Pick out every line in the entries below that contains the word "garage", and copy each one.

* Start Available data *

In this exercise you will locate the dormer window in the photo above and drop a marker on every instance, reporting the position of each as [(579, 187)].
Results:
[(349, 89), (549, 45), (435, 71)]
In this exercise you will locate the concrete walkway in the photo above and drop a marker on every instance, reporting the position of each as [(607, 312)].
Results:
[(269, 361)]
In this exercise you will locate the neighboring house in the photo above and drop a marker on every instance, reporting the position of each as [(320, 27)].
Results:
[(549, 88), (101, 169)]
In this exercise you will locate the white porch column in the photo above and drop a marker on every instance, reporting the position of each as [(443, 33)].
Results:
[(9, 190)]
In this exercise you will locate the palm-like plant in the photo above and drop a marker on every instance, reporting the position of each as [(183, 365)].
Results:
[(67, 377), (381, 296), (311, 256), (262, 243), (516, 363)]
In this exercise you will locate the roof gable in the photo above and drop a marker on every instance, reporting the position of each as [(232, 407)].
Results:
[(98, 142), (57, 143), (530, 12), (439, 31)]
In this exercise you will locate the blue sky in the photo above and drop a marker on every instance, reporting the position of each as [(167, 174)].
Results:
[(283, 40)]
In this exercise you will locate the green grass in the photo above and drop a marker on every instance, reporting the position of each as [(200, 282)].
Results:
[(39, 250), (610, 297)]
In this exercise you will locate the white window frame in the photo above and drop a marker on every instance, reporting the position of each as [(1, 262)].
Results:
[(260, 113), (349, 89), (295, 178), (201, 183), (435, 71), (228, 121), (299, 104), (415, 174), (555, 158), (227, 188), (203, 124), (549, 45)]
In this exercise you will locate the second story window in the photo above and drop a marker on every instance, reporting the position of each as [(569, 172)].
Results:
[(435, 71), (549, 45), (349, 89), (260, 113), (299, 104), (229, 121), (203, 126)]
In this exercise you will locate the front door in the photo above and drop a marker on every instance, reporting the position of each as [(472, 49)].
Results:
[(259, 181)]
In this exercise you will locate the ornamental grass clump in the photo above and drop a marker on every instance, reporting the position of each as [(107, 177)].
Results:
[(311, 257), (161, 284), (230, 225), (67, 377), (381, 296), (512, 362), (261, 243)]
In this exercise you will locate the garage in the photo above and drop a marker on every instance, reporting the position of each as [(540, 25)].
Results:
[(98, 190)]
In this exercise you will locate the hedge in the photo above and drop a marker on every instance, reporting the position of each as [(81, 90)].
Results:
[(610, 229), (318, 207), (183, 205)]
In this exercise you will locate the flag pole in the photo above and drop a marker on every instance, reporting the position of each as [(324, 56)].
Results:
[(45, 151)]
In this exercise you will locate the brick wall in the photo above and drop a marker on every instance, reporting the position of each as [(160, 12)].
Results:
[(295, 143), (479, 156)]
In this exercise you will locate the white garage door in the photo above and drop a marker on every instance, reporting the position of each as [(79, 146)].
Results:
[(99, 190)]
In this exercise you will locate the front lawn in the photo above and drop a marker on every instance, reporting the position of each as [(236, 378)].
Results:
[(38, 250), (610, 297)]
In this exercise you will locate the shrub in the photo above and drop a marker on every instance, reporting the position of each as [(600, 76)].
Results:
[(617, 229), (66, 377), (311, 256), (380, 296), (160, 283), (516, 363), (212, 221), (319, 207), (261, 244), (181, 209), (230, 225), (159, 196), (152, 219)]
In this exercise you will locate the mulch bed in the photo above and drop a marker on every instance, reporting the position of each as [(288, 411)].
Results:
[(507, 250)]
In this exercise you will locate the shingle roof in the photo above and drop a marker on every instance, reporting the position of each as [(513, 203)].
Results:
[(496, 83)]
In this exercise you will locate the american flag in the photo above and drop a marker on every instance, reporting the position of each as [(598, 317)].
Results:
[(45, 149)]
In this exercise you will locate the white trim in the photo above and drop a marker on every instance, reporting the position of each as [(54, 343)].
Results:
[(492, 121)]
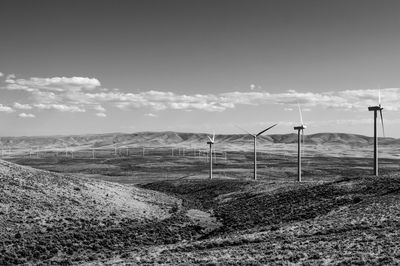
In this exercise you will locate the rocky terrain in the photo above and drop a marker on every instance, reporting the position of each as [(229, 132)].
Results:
[(54, 218), (347, 222)]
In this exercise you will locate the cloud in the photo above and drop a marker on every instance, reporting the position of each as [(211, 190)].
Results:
[(99, 108), (150, 115), (59, 107), (24, 115), (22, 106), (77, 94), (101, 114), (6, 109), (57, 84)]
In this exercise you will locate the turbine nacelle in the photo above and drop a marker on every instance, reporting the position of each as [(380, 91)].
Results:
[(300, 127), (375, 108)]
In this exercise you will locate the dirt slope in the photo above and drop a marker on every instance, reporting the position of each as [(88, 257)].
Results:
[(45, 215), (347, 222)]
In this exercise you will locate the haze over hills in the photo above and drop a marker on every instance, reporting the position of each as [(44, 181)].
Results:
[(168, 138)]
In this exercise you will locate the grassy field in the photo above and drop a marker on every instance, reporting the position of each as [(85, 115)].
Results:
[(161, 165)]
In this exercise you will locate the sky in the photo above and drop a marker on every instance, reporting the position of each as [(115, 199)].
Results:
[(80, 67)]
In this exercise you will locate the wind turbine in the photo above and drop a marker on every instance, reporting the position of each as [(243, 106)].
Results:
[(255, 146), (300, 138), (211, 142), (376, 109)]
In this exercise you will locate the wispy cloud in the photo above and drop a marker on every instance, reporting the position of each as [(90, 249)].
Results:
[(78, 94), (101, 114), (24, 115), (59, 107), (22, 106), (150, 115), (6, 109)]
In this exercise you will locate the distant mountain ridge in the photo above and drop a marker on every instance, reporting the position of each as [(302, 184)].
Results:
[(169, 138)]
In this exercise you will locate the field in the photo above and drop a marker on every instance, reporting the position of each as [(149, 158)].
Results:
[(160, 207)]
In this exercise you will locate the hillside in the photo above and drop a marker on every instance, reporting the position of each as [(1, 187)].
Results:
[(346, 222), (47, 217), (165, 139)]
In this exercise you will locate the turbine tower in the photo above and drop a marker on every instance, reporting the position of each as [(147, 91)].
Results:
[(211, 142), (300, 138), (255, 146), (375, 109)]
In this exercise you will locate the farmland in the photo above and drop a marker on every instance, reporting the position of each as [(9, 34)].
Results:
[(70, 213)]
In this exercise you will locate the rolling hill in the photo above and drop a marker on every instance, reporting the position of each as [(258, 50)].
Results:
[(166, 139), (52, 217)]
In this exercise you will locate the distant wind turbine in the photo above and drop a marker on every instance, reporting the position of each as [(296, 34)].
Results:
[(300, 138), (376, 109), (255, 145), (211, 143)]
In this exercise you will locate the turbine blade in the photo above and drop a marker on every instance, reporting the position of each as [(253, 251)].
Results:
[(383, 126), (379, 95), (245, 130), (301, 115), (302, 144), (265, 130)]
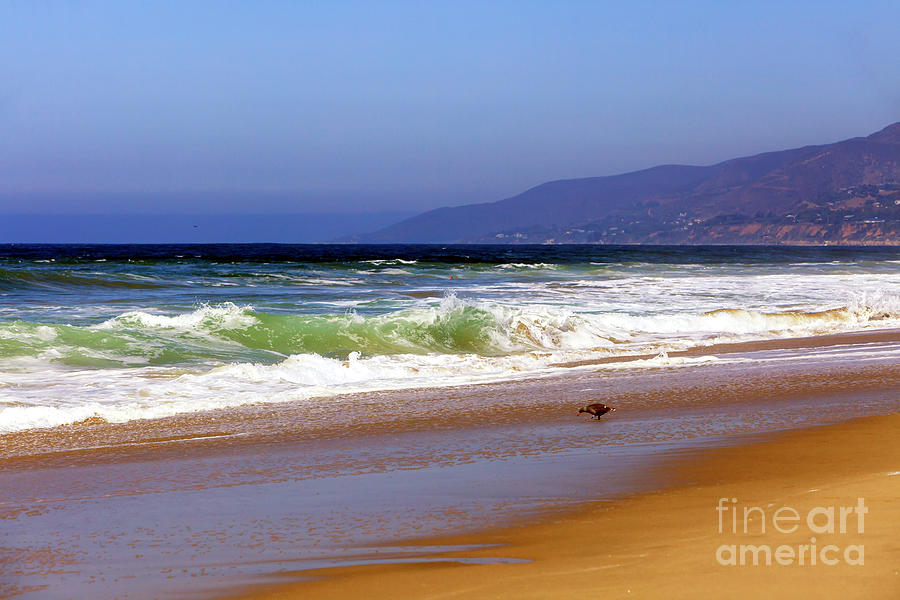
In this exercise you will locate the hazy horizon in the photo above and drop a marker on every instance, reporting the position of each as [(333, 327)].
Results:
[(347, 108)]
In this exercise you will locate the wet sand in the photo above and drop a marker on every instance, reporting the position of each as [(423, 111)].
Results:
[(205, 504), (664, 544)]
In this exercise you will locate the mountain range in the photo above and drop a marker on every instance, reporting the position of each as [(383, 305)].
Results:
[(847, 192)]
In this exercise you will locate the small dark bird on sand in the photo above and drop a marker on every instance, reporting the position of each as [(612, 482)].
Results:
[(596, 410)]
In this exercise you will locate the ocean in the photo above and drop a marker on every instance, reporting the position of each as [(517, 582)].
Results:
[(119, 333)]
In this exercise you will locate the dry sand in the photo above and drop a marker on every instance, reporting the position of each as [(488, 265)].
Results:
[(663, 544)]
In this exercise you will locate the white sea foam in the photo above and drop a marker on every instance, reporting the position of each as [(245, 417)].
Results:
[(522, 328)]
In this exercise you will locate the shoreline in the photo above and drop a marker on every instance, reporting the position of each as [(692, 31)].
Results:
[(238, 497), (85, 437), (664, 543)]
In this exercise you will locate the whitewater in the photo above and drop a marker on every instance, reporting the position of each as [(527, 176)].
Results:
[(121, 333)]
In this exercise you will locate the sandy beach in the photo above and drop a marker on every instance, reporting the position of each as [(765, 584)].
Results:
[(502, 492), (664, 544)]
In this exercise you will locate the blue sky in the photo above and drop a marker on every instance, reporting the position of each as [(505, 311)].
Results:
[(324, 107)]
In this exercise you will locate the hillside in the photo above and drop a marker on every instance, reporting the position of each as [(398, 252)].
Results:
[(842, 193)]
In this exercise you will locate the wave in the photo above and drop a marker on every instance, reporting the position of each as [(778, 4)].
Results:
[(141, 365), (230, 332), (11, 279)]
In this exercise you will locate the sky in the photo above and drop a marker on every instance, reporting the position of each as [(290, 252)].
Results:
[(265, 107)]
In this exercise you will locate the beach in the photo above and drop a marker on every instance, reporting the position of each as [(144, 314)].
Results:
[(241, 503), (663, 544), (211, 426)]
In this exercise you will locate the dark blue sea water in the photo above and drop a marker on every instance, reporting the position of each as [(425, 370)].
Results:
[(138, 331)]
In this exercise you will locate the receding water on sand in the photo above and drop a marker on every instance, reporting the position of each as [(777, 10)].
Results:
[(240, 506)]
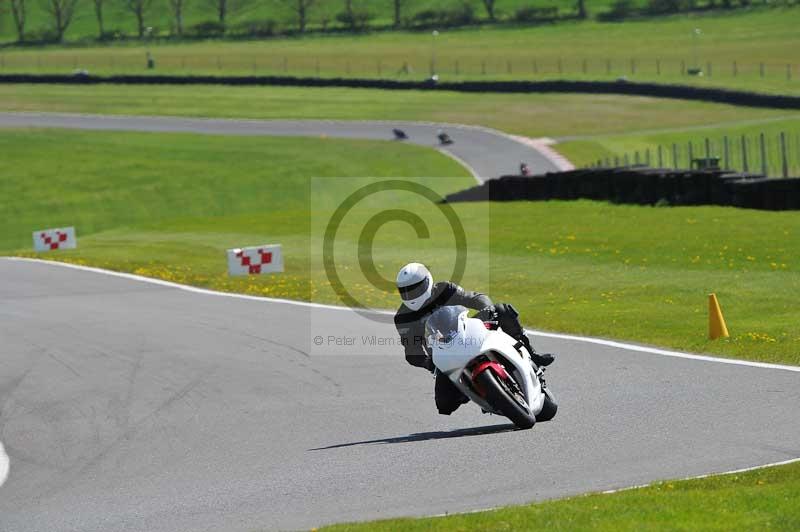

* End Available data *

__Result of this task__.
In this exercise you will locate the garage in the photo above and drop a marker on every instance, reporting the position of each as [(540, 25)].
In this exercise you will locate the white garage door in the photo above and drop a marker on every instance, reporting the position of each as [(79, 146)].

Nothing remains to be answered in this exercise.